Passage to read »
┏━━

Fortunately for Tony, it turned out that the same masses that weren’t happy with Kevin also weren’t too happy with Julia, ostensibly for pushing out Kevin. So, eventually, there was a showdown in Canberra between Julia and Kevin, the result being Kevin getting his old job back. This lasted for about six weeks, when the people of this great land marched to the ballot, and Tony became the nations’ new leader.

A lot of people had an issue with Tony before he got into office, due to one thing or another.   Punching walls near a fellow student (never fully proven, so this has to be considered alleged), negativity shown in Parliament, reputation as a “hatchet man”, et cetera.  Me, with my cheery disposition and positive outlook, wanted to give him a chance to do what he said he was going to do. What a silly bugger I was. Needless to say, Tony has disappointed me, and a great many people who are actually allowed to vote in Australia. Barring a double dissolution, or a takeover similar to the one Julia undertook, the next election isn’t until late next year, so for the time being, we have to grin and bear it, which of course isn’t as much fun or therapeutic as being angry and bearing it.

Following that train of thought, though, another part of society that really disturbs me is the level of debate in politics – or, specifically, what masquerades as debate. For example, I love Twitter (@hawknut888 AKA Angry Canadian). I enjoy having little thought bubbles, and adding them to this part of social media, because, let’s be honest here: I’m self-obsessed enough to think that I have something to say that others will enjoy, laugh at, agree with or debate me. Due to the number of times that people have enjoyed or laughed at, or agreed, or debated me in recent times, this may not entirely be the case, but I still live in hope. The point is, Twitter can be quite the nasty place to be if you have a comment that doesn’t correspond with someone else’s point of view. Some of the more printable epithets:  Right-wing nutjobs. Libtards. Lefturds. Liebor (instead of Labor, which is one of the two major Australian political parties, geddit?).   Plus, being called racist, vile, or a troll (sometimes in the same sentence) seems to be par for the course.  Having gone though #auspol on occasion, I can confirm that I’m not the only angry soul out there.  In fact, some days, I realize I look like Buddha compared to some of these people.

┗━━

Listed records »
┏━━

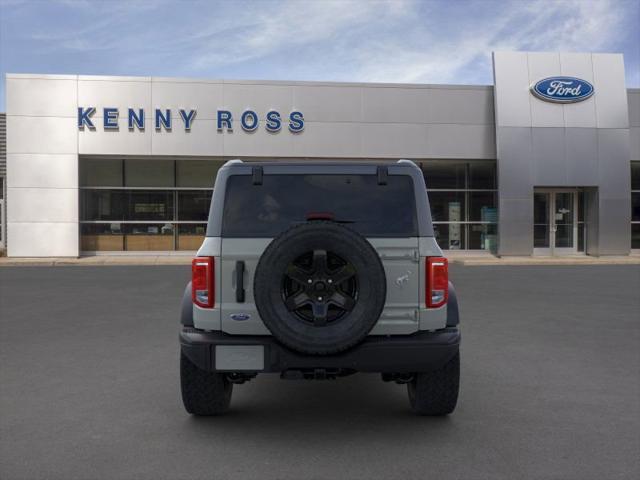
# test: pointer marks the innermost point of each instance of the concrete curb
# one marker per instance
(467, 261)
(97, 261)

┗━━
┏━━

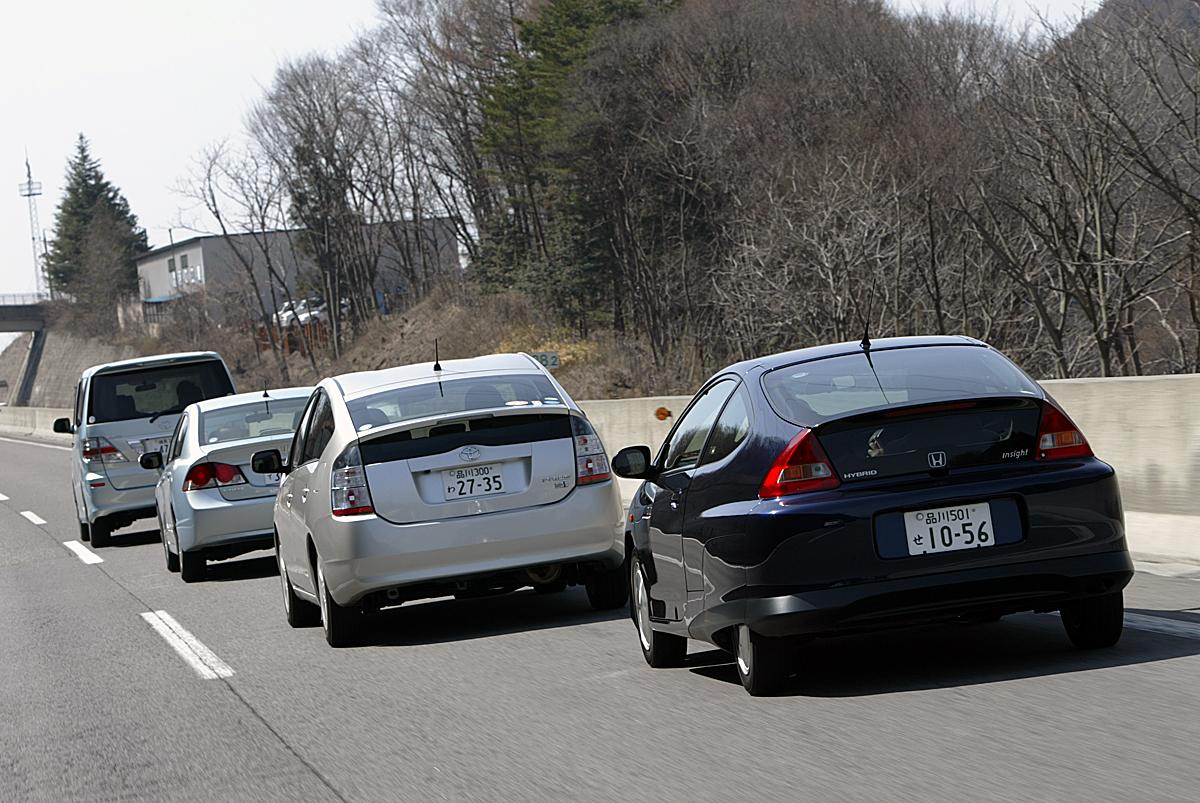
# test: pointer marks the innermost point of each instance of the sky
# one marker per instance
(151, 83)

┗━━
┏━━

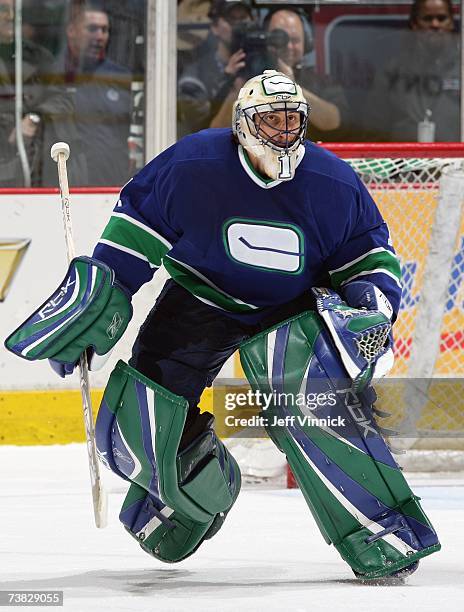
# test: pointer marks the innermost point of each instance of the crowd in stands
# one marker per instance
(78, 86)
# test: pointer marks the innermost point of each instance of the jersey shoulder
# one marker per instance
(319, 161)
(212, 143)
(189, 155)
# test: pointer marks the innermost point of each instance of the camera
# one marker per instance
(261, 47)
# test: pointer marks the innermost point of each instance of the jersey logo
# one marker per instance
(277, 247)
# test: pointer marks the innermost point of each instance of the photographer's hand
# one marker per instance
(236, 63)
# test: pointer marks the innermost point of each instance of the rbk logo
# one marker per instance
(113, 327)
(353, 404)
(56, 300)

┗━━

In the passage on Australian politics, how long did Kevin keep his old job before the election?

Result » About six weeks.